======== Excerpt to read ========

PR: My take on this would be if there is an option for you to move out of your parents’ place. Take it! 
I am hoping that your job is not in the same city, and on account of everything being WFH, maybe lie to your parents about the office calling you in for work and make a shift. 

If that isn’t the case, then maybe try looking for a job in another city or planning for education outside your city and the country. I can understand all of these things can seem so far-fetched, especially when your mental health is taking such a big toll on you, maybe taking the help of your friends to look for opportunities can be a way to at least start this process. I started to lose my mental health too when I stayed for too long with my parents in the first lockdown, in a way I got lucky my workplace forced me to move back. After that I felt, I could’ve even lied to them earlier to move back. And it’s not cause I don’t love them or that I won’t be there for them. I feel sometimes staying away helps make it easier to dissociate and maybe even have a better relationship with your parents because of the distance. Also, check out this online counseling space. Their approach to therapy is really nice, maybe try it out and see if it works for you? 

BG: Oh man, that sounds so exhausting! I suggest you sit down with your family and have an honest and open conversation about this and how you cannot over-exert yourself on the only two days you get to yourself. Be patient as they might not understand it instantly but I think telling them your side to this situation is the best way to go about it. 

SK: Hello, I hear you and I respect the courage you’ve shown in realizing your personal boundaries. It is especially hard while living with families — anything assertion of wanting space is either deemed as disrespectful or ungrateful. Leisure has nothing to do with either, really. People you love will need you and make asks of you, and that’s great if there’s a limit to that. If you think your family doesn’t respect your time and energy, I think the most direct and immediate action is to speak to them. Tell them (or anyone you’re close to in your family) that you have your routine to follow, and you need some time off in the evenings and the weekends where you can unwind and relax. Make a schedule, make to-do lists about when to cash cheques or buy groceries, and slot those activities in those durations.

Then there’s the idea of financial independence. If you’re in a position of sustaining yourself, the chances your family will listen to you are much higher. If not, try to get your footing, find a job away from home, and start afresh. Yours is a situation a lot of people will relate with, especially those who had to move home during the pandemic. The best any of us can do is realize our bandwidth to do things for other people.

And lastly, while you try to tell others what you deserve, I also hope you internalize some part of it. Wanting “me time” or distancing yourself from your loved ones is beautiful and much needed for self-growth. Hell, it’s what keeps us happy. Any form of guilt, internal or external, has little credibility to it, please remember that. Learn to say no, prioritize yourself, and even seek professional help if you’re in a position to. I hope you read books, watch movies, listen to songs, and do absolutely nothing. You’re entitled to the freedom.

======== Data section ========

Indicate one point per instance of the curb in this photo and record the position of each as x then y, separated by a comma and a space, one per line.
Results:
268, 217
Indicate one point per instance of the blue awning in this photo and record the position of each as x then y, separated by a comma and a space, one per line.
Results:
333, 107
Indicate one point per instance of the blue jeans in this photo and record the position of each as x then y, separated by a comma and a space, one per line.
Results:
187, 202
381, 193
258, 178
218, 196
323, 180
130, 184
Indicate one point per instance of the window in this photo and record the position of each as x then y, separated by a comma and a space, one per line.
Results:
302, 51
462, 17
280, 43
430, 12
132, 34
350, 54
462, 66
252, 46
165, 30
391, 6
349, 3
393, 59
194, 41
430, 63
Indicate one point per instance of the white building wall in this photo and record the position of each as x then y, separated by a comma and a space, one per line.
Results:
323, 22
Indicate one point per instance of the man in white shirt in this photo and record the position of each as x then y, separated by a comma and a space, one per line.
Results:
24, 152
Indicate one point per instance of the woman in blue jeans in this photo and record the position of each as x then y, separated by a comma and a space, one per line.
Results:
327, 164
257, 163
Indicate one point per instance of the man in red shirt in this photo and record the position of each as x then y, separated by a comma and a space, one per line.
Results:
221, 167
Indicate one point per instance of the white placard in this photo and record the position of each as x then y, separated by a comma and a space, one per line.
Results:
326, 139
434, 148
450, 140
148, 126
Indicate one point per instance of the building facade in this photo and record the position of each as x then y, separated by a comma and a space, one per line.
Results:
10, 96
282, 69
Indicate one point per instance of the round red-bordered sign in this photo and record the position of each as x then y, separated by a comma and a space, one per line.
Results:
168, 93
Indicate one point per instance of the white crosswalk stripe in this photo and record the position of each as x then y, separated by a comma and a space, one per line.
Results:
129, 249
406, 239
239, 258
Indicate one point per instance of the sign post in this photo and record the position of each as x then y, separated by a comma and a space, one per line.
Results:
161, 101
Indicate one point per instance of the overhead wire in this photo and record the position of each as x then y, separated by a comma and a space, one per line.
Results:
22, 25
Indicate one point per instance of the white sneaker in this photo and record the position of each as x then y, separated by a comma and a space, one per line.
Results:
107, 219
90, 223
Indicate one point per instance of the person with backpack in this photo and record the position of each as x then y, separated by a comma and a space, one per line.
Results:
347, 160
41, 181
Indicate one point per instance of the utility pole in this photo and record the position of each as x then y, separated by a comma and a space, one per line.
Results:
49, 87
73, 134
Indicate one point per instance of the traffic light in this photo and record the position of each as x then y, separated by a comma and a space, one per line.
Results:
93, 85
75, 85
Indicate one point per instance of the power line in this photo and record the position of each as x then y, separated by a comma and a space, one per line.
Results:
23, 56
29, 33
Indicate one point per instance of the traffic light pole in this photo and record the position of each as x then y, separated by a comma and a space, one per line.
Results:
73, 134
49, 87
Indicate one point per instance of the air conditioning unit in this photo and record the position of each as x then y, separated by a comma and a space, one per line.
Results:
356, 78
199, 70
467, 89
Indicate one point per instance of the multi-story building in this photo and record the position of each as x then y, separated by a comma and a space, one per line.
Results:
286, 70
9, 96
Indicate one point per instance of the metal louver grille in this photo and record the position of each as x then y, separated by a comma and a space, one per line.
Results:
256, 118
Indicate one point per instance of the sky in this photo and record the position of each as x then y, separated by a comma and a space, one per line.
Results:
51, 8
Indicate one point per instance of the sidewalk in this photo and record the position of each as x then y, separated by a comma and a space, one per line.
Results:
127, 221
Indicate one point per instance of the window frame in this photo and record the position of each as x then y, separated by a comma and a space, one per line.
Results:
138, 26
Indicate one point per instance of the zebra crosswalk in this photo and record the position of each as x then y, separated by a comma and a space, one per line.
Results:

========

Description of the task:
In the advice text, rewrite the passage starting at "BG: Oh man, that" and ending at "go about it.", replacing "exhausting" with "tiring".

Exercise solution:
BG: Oh man, that sounds so tiring! I suggest you sit down with your family and have an honest and open conversation about this and how you cannot over-exert yourself on the only two days you get to yourself. Be patient as they might not understand it instantly but I think telling them your side to this situation is the best way to go about it.